▶ **Assignment**
Show every line of the data that includes the word "query".

▶ **Records to use**
····················

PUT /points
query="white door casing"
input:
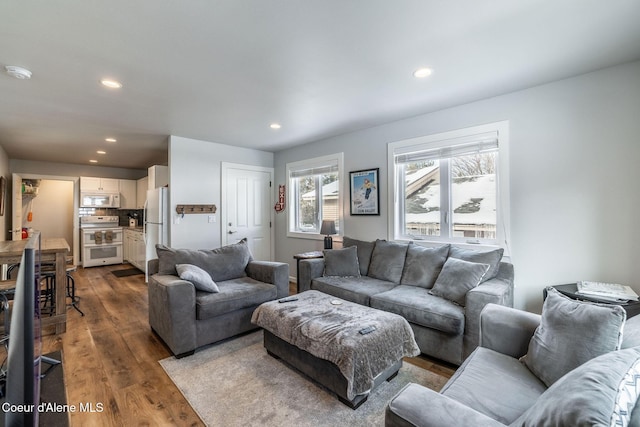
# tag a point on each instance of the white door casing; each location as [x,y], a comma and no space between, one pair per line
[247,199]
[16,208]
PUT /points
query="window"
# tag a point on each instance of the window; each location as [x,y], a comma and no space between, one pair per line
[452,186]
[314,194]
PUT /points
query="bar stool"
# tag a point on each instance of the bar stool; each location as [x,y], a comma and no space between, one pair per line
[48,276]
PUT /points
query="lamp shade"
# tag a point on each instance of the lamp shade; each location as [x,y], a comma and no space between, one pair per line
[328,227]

····················

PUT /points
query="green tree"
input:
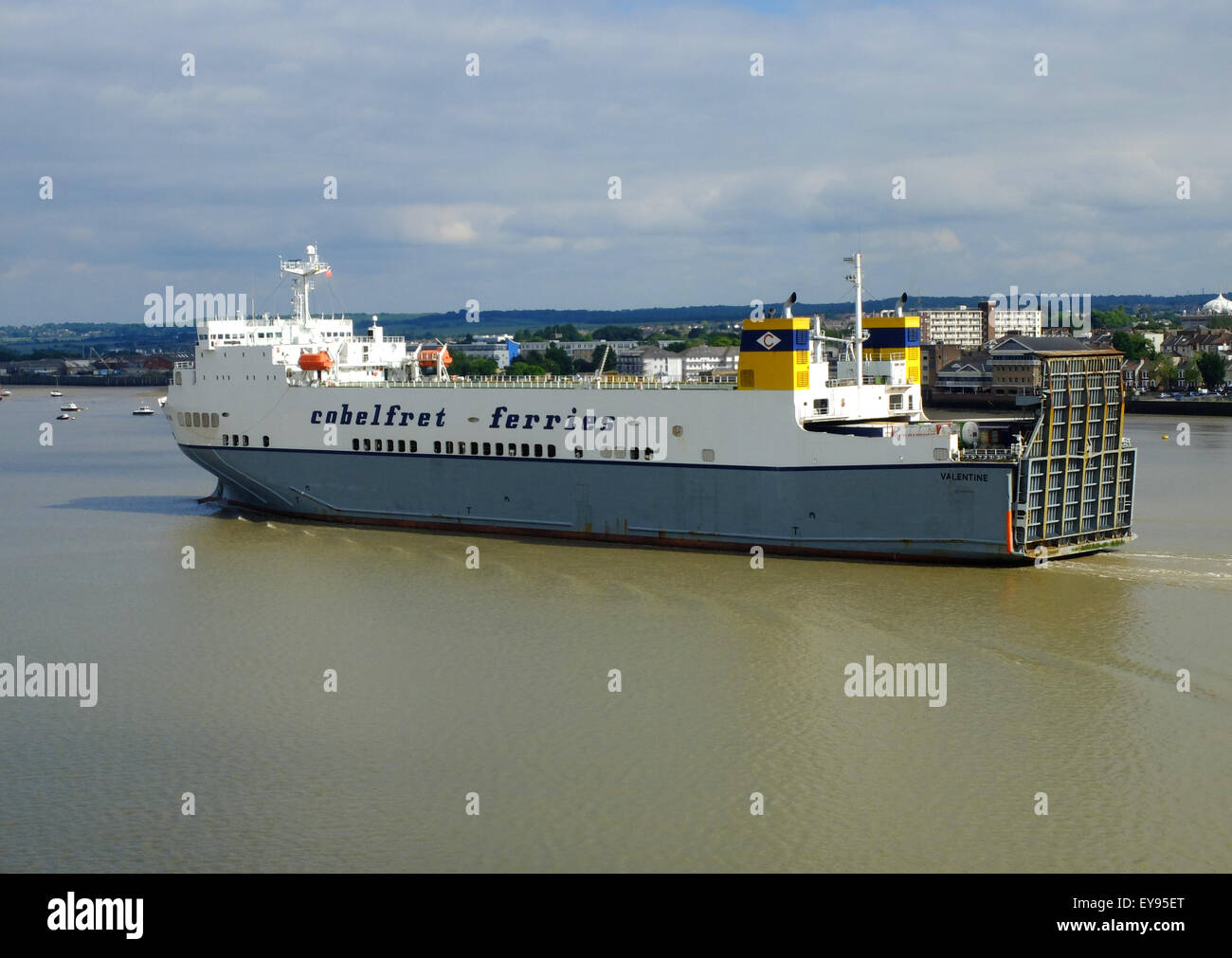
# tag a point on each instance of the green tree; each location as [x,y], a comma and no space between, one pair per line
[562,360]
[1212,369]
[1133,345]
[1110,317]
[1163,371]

····················

▶ **Written solution**
query="white door casing"
query="window"
query="bar stool"
query="lamp shade"
query="green tree"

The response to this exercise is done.